• [Task instructions]: Each line of data below must be printed exactly as written, with any pictures removed.

• [Input]:
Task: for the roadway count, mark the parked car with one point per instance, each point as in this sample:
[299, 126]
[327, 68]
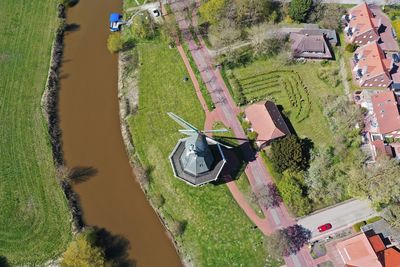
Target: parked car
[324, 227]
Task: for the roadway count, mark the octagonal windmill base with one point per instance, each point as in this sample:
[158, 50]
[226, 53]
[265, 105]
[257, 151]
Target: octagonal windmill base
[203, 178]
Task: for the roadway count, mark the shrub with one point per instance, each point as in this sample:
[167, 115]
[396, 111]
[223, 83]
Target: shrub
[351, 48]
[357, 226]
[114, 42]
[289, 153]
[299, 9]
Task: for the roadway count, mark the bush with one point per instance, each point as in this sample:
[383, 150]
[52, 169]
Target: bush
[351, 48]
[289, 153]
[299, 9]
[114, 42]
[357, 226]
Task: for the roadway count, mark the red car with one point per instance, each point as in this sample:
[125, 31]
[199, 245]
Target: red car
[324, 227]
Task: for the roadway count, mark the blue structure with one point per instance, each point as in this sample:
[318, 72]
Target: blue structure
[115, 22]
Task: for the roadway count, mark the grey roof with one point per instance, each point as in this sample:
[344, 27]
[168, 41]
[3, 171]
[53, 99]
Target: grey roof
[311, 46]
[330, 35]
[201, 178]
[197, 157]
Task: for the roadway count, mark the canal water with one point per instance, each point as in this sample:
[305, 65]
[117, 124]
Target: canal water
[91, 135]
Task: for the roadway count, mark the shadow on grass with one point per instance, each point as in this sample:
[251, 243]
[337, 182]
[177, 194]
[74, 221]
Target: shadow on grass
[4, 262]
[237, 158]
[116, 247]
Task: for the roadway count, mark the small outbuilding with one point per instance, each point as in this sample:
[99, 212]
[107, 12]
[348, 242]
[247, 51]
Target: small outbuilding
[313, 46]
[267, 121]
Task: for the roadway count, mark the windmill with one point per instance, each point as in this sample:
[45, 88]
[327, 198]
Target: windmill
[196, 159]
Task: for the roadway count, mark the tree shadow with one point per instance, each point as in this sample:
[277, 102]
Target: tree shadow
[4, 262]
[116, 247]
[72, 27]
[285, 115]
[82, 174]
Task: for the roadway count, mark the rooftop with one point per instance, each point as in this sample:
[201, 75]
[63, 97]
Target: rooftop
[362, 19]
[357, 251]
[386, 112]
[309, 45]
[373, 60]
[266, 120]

• [Task solution]:
Task: for the roadway count, mark the parked car with one point per instance, each point as in this sample:
[299, 126]
[327, 68]
Target: parked car
[324, 227]
Task: for the roadway count, mark the octagonal windmill base with one point per instance, each point as in this sample:
[158, 50]
[226, 53]
[265, 105]
[257, 151]
Target: octagonal windmill base
[203, 178]
Task: for the roadway count, mark the shrub with one point per instance, each point as in this sample:
[167, 115]
[396, 111]
[223, 83]
Target: shrub
[351, 48]
[357, 226]
[114, 42]
[289, 153]
[299, 9]
Task: for the roadway count, mark the bush with one point per instance, each point as in this sample:
[383, 150]
[52, 169]
Target: bush
[351, 48]
[289, 153]
[299, 9]
[114, 42]
[357, 226]
Task: for the roadway count, mark the red car with one point per instance, each point as in this sample:
[125, 31]
[199, 245]
Target: red car
[324, 227]
Task: for the roadway count, mark the blue structure with one point per instance, each point as in this sample:
[318, 72]
Target: blue structure
[115, 22]
Task: for the roadway count, mark the grey roof with one point per instance, each point as in this sample:
[344, 27]
[168, 41]
[3, 171]
[53, 99]
Target: grey roof
[311, 46]
[330, 35]
[201, 178]
[197, 157]
Task: for the roadway count, mark the canal water with one point per instance, each point as in this sample:
[305, 65]
[117, 124]
Target: canal water
[91, 135]
Task: for the roadway count, mark the shadow on grass with one point per instance, each point as in this sample:
[251, 243]
[337, 182]
[177, 194]
[74, 221]
Target: shadow on grass
[4, 262]
[237, 158]
[116, 247]
Task: for the roadway count, mark the small outbuilding with one point per instance, each point as in this sample:
[99, 212]
[107, 12]
[348, 242]
[247, 51]
Target: small outbuilding
[313, 46]
[267, 121]
Task: for the roadway count, mark the windmill with one point per instance, each point as in this sample:
[45, 88]
[327, 198]
Target: windmill
[196, 159]
Task: for the roadway count, mark the tree shadow with one point per instance, each point as in this sample:
[277, 102]
Target: tree shadow
[4, 262]
[116, 247]
[72, 27]
[285, 115]
[82, 174]
Task: for the roadway count, mark the rooftop with one point per instance, each point as in this sample:
[201, 75]
[63, 97]
Target: rooftop
[362, 19]
[357, 251]
[386, 112]
[309, 45]
[373, 60]
[266, 120]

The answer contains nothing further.